GOAL OF THE EXERCISE: From the line containing "Where can the gravel" to the end of the listing, write out every line exactly; leave out everything else.
□ □ □ □ □
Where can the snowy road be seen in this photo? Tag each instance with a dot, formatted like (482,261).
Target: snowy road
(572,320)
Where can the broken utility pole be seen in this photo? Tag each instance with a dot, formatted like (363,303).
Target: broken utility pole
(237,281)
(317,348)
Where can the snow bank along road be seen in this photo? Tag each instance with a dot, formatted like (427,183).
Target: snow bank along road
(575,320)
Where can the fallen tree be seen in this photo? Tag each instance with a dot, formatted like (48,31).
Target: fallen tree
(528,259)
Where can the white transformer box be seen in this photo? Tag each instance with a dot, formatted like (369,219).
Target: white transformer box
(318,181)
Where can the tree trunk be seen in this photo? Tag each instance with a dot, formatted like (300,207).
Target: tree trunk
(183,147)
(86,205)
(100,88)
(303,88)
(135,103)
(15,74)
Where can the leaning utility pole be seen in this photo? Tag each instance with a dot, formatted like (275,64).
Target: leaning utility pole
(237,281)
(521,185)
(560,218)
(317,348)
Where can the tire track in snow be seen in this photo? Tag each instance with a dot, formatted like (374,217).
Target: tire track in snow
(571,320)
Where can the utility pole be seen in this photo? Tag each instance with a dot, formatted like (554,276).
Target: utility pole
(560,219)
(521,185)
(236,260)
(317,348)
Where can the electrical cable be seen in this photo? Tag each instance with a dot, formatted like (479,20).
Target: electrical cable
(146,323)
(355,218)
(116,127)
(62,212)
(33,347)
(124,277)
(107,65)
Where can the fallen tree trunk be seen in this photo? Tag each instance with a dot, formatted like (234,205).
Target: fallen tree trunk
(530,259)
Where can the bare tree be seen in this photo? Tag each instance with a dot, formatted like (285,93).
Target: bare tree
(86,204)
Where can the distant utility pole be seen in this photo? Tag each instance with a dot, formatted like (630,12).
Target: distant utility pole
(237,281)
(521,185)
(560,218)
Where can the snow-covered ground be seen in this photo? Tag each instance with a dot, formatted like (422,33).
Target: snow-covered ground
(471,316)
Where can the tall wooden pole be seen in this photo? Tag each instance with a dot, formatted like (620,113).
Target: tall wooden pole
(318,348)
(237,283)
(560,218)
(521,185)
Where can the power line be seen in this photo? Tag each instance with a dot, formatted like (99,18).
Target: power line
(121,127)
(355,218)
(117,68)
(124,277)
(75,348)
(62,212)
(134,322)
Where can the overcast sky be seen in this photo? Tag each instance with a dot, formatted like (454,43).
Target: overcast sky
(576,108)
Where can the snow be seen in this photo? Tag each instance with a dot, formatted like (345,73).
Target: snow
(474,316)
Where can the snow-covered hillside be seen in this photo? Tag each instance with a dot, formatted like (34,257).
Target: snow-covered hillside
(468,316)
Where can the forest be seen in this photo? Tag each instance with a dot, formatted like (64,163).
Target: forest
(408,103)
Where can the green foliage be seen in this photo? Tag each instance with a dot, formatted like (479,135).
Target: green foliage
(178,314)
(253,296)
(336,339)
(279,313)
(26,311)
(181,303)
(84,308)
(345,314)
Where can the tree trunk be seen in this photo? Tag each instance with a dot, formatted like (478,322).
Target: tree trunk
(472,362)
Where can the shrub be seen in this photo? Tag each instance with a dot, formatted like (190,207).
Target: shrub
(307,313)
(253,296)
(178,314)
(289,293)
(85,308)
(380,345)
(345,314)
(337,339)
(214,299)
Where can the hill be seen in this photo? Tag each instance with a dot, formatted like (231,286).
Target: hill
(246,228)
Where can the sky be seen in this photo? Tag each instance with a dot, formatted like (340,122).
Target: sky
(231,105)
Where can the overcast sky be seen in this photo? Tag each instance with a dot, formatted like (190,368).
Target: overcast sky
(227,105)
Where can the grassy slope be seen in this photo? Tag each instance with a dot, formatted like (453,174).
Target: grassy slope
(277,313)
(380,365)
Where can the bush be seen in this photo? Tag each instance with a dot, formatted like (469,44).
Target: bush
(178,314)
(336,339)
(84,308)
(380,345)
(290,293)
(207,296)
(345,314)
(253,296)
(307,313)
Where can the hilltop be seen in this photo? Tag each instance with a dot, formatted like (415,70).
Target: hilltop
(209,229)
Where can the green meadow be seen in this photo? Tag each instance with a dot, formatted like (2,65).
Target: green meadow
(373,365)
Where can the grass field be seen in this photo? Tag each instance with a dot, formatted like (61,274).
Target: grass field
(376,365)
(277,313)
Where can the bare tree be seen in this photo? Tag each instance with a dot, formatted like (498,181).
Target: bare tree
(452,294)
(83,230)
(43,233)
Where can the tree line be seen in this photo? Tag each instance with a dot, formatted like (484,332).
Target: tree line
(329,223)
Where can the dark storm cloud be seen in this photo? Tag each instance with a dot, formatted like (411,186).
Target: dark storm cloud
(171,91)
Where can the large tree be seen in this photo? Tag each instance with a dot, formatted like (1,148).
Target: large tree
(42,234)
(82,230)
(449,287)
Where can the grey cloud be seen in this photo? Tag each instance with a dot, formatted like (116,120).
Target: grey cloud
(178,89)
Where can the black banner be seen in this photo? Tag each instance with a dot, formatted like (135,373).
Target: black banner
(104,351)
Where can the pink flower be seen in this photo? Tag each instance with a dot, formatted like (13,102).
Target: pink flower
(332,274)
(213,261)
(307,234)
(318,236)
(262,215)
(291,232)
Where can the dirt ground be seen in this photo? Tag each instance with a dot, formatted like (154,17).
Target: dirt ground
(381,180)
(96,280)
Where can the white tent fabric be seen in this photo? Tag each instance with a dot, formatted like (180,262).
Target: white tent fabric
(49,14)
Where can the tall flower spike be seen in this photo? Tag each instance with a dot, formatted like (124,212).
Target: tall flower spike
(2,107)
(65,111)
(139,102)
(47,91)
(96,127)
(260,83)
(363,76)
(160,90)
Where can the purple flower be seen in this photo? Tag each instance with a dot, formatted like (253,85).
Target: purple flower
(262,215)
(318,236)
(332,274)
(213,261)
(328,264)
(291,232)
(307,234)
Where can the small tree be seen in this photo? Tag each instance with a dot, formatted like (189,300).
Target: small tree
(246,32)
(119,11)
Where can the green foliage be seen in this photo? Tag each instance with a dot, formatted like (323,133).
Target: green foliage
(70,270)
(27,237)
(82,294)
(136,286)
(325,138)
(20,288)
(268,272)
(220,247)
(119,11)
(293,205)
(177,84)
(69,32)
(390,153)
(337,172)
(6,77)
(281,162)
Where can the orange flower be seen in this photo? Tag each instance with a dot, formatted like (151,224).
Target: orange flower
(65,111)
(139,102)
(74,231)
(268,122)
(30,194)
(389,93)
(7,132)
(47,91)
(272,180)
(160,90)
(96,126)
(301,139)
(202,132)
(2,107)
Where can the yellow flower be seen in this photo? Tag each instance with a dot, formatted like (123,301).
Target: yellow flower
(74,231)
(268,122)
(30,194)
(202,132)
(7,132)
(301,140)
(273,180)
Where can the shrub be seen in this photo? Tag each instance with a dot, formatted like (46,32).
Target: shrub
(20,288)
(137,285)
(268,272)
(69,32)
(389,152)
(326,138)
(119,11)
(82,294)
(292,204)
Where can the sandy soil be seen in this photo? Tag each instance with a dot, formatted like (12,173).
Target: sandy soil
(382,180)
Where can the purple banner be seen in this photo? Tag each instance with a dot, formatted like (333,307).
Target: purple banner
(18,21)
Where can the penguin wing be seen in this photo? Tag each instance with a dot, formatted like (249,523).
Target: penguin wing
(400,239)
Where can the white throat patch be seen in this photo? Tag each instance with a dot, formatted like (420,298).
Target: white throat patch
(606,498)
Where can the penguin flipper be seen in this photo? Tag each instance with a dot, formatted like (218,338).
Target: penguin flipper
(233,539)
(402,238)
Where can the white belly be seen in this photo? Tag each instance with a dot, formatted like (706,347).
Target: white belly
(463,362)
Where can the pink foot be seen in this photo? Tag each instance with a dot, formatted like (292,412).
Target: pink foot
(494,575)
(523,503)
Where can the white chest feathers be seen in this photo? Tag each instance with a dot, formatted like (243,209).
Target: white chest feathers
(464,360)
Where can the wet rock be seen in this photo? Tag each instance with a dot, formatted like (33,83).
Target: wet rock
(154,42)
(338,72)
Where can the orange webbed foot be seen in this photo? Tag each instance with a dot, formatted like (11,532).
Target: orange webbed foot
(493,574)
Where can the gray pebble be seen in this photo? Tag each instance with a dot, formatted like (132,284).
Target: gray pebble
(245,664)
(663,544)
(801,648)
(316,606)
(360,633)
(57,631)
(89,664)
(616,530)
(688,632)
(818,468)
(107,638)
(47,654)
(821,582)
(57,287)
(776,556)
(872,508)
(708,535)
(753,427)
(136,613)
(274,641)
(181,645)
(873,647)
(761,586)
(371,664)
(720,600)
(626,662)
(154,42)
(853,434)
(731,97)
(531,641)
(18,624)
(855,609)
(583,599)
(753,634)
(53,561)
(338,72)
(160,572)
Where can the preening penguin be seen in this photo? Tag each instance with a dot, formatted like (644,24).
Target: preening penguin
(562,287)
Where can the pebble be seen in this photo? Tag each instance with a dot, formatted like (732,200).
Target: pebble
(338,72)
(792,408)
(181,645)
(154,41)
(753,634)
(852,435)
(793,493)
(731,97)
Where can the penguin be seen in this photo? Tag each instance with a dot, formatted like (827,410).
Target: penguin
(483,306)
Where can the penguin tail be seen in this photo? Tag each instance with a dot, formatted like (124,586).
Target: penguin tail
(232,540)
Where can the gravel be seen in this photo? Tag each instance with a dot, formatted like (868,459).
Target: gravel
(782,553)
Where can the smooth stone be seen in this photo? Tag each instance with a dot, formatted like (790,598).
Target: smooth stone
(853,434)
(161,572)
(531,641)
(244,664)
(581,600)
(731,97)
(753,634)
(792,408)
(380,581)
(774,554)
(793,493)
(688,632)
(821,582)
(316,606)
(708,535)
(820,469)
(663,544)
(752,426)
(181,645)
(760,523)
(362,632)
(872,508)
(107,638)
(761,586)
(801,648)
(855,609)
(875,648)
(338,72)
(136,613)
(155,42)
□ □ □ □ □
ANSWER IN FULL:
Where can the gravel be seen in this photo? Tag each instance with a dot, formatted like (868,459).
Target: gravel
(782,553)
Where can the smooth stone be seen in this photo? Tag each instance with a dot, formatted like (790,598).
Target: smooth stone
(853,434)
(161,572)
(531,641)
(244,664)
(581,600)
(731,97)
(753,634)
(792,408)
(380,581)
(774,554)
(793,493)
(688,632)
(821,582)
(316,606)
(708,535)
(820,469)
(663,544)
(752,426)
(181,645)
(760,523)
(362,632)
(872,508)
(107,638)
(761,586)
(801,648)
(855,609)
(875,648)
(338,72)
(136,613)
(155,42)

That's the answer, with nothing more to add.